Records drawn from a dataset
=== Begin Enclosure ===

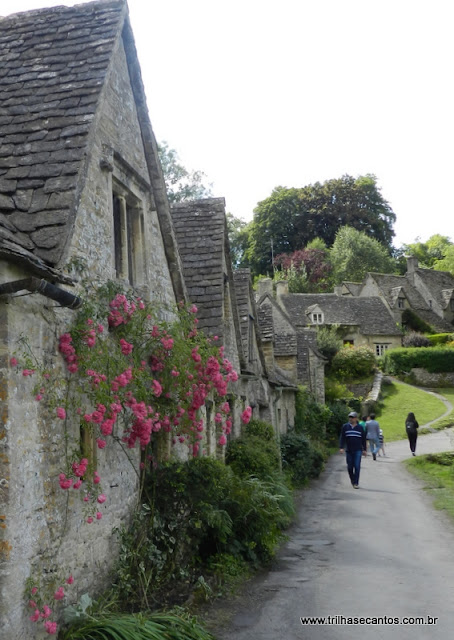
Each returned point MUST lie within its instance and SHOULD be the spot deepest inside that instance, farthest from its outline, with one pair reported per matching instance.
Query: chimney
(264, 286)
(412, 264)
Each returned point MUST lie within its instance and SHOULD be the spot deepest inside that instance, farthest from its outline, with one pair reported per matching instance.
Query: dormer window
(128, 237)
(317, 318)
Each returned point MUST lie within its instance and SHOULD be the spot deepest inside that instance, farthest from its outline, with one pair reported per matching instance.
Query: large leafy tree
(307, 270)
(354, 253)
(290, 218)
(181, 183)
(429, 253)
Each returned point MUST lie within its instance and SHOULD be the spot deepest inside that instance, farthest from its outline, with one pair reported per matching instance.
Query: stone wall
(41, 526)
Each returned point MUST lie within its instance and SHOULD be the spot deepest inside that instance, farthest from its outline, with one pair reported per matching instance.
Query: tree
(238, 237)
(430, 252)
(181, 184)
(447, 263)
(307, 270)
(353, 254)
(291, 218)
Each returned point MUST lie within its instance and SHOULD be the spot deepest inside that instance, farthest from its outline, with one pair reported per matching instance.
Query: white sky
(261, 93)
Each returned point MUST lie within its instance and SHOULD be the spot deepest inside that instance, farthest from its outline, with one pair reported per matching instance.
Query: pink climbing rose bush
(130, 378)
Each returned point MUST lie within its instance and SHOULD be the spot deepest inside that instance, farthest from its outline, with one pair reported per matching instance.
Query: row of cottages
(80, 180)
(429, 294)
(289, 343)
(362, 321)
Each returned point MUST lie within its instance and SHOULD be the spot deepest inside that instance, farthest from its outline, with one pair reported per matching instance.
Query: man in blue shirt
(353, 441)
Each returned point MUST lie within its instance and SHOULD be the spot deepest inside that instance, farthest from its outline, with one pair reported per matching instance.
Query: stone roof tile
(53, 63)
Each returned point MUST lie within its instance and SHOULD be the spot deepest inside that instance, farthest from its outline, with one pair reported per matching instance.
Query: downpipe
(38, 285)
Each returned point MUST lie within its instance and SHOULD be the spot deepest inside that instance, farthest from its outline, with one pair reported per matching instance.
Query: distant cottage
(80, 181)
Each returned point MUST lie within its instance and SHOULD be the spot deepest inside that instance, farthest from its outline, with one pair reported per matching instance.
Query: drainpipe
(37, 285)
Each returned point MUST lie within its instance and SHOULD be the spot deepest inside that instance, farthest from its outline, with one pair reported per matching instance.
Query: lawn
(437, 472)
(398, 399)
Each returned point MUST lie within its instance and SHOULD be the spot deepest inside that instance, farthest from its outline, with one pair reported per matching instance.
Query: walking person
(373, 435)
(353, 442)
(411, 427)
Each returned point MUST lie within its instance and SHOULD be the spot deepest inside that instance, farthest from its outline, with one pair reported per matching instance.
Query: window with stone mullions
(128, 233)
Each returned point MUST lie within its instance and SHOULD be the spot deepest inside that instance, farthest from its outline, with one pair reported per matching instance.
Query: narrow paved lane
(381, 550)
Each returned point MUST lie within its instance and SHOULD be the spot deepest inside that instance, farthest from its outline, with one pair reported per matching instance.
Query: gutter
(38, 285)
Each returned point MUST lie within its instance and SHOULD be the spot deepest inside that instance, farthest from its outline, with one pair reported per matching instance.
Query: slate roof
(389, 284)
(242, 279)
(200, 229)
(369, 313)
(53, 63)
(439, 283)
(392, 286)
(285, 343)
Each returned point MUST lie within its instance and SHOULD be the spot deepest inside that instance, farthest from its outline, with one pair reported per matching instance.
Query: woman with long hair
(411, 427)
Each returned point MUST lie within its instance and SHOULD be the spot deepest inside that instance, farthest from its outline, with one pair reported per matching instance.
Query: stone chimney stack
(281, 290)
(264, 286)
(412, 264)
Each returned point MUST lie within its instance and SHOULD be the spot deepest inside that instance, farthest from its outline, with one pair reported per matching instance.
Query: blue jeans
(354, 465)
(374, 444)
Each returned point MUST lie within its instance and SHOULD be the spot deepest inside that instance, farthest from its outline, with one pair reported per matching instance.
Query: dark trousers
(354, 465)
(412, 437)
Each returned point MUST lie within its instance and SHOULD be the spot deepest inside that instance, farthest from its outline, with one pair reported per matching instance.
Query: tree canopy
(181, 184)
(429, 253)
(289, 219)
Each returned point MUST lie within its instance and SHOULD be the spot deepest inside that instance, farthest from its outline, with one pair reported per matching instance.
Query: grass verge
(398, 399)
(437, 472)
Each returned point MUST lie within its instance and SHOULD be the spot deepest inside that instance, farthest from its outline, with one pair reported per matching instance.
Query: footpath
(380, 553)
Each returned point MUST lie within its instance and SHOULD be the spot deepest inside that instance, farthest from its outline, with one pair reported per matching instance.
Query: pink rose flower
(59, 594)
(36, 616)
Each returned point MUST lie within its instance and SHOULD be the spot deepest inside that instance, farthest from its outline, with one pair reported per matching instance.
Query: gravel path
(381, 550)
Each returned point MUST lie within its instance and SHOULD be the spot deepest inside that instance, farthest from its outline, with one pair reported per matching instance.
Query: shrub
(352, 363)
(415, 339)
(328, 342)
(198, 511)
(253, 455)
(260, 428)
(301, 459)
(311, 417)
(437, 339)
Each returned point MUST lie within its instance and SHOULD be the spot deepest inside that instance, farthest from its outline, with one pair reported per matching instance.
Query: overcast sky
(261, 93)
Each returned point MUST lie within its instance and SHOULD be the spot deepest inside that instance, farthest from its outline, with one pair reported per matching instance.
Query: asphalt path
(379, 551)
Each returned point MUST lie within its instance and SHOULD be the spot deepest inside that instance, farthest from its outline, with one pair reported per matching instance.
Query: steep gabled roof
(54, 63)
(246, 308)
(200, 231)
(389, 284)
(369, 313)
(436, 282)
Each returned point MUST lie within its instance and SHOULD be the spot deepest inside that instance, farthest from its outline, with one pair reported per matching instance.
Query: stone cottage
(80, 181)
(365, 321)
(291, 347)
(427, 293)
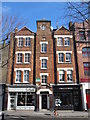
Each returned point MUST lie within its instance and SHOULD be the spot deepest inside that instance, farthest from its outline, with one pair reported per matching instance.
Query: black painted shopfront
(67, 97)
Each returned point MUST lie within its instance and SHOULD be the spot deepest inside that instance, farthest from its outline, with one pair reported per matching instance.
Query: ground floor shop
(67, 97)
(44, 99)
(85, 87)
(21, 98)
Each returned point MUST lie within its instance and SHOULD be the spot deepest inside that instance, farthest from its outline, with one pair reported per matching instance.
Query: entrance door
(44, 101)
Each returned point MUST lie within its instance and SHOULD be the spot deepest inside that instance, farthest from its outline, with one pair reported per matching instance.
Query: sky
(33, 11)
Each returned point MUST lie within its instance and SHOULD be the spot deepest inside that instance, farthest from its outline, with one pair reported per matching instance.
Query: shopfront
(44, 99)
(21, 98)
(67, 97)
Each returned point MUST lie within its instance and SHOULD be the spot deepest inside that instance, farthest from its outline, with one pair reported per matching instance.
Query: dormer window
(27, 41)
(67, 41)
(81, 35)
(59, 41)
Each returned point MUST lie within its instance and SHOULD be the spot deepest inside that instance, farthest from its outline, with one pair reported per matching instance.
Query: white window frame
(67, 39)
(28, 58)
(63, 58)
(43, 63)
(59, 41)
(18, 75)
(28, 40)
(62, 72)
(25, 81)
(70, 73)
(43, 47)
(67, 60)
(20, 39)
(19, 58)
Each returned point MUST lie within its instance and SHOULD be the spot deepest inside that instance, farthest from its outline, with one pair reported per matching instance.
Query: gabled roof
(62, 31)
(24, 31)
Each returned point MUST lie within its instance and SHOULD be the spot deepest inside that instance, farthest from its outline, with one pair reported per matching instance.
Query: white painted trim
(43, 58)
(31, 36)
(23, 52)
(43, 42)
(43, 74)
(22, 69)
(63, 36)
(63, 52)
(44, 90)
(58, 69)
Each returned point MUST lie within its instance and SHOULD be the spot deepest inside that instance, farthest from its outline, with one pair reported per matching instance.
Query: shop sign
(37, 79)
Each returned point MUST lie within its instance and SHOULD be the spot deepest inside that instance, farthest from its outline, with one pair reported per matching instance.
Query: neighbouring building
(20, 83)
(4, 49)
(67, 90)
(81, 33)
(42, 71)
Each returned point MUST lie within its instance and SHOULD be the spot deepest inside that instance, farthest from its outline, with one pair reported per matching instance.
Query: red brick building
(41, 71)
(82, 42)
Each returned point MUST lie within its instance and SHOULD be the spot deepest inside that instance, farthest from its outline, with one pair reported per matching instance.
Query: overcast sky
(33, 11)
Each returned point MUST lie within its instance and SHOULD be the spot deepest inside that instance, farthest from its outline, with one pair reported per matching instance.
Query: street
(41, 118)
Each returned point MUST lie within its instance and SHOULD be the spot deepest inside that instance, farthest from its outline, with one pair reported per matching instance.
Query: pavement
(47, 113)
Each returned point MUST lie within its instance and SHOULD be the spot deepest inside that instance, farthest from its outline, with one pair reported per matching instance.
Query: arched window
(86, 52)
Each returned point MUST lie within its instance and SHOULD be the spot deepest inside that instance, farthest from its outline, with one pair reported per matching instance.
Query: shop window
(86, 69)
(62, 75)
(69, 75)
(59, 41)
(44, 47)
(19, 58)
(26, 75)
(68, 57)
(66, 41)
(60, 57)
(81, 35)
(27, 41)
(25, 99)
(27, 57)
(18, 76)
(44, 64)
(44, 79)
(86, 52)
(20, 42)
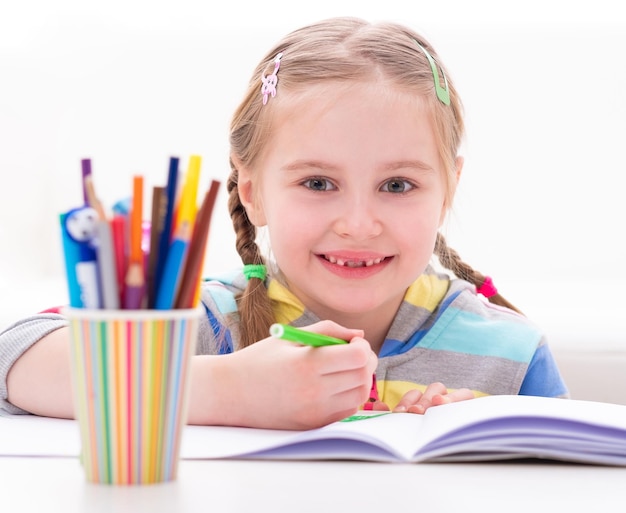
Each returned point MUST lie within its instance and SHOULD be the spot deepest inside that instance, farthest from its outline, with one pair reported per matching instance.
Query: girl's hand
(279, 384)
(416, 401)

=== End Enclosure ===

• _THE PROBLEM_:
Exact text is required for the lines from the one with "Query: arched window" through the last line of the entries, both included. Omit pictures.

• _TASK ANSWER_:
Query: arched window
(86, 52)
Each returned point MUST lie within its instance and SHOULD be the spot deepest inside that instance, farthest from its outline, with one pair reported per matching instance.
Query: shop window
(86, 69)
(62, 75)
(69, 75)
(59, 41)
(44, 47)
(19, 58)
(26, 75)
(68, 57)
(66, 41)
(60, 57)
(81, 35)
(27, 41)
(25, 99)
(27, 57)
(18, 76)
(44, 64)
(44, 79)
(86, 52)
(20, 42)
Each returned point MUST lie within its instance and SHOULD be the spot deepest inside that instance, farthest from its outline, with one pair reported per matching instance.
Query: girl's hand
(279, 384)
(416, 401)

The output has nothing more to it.